Request: Could you edit the data below by replacing "boulder" with "rock" and keeping everything else the same? Please leave the pictures out of your answer.

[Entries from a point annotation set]
----
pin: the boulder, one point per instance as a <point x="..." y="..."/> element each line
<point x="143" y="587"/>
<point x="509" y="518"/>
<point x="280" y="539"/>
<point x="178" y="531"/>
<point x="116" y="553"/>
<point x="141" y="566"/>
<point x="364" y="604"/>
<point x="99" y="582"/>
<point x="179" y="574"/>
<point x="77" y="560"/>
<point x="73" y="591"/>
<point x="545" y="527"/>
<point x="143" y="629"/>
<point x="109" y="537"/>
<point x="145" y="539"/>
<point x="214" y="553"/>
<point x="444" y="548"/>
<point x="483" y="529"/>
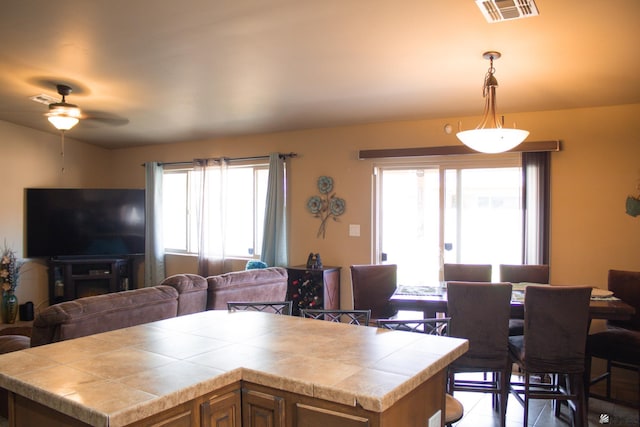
----
Answer for the task:
pin: the rock, one point per instance as a <point x="..." y="..."/> element each line
<point x="143" y="587"/>
<point x="509" y="518"/>
<point x="280" y="539"/>
<point x="178" y="531"/>
<point x="116" y="553"/>
<point x="141" y="566"/>
<point x="364" y="604"/>
<point x="99" y="582"/>
<point x="179" y="574"/>
<point x="77" y="560"/>
<point x="73" y="591"/>
<point x="545" y="527"/>
<point x="143" y="629"/>
<point x="109" y="537"/>
<point x="145" y="539"/>
<point x="214" y="553"/>
<point x="444" y="548"/>
<point x="483" y="529"/>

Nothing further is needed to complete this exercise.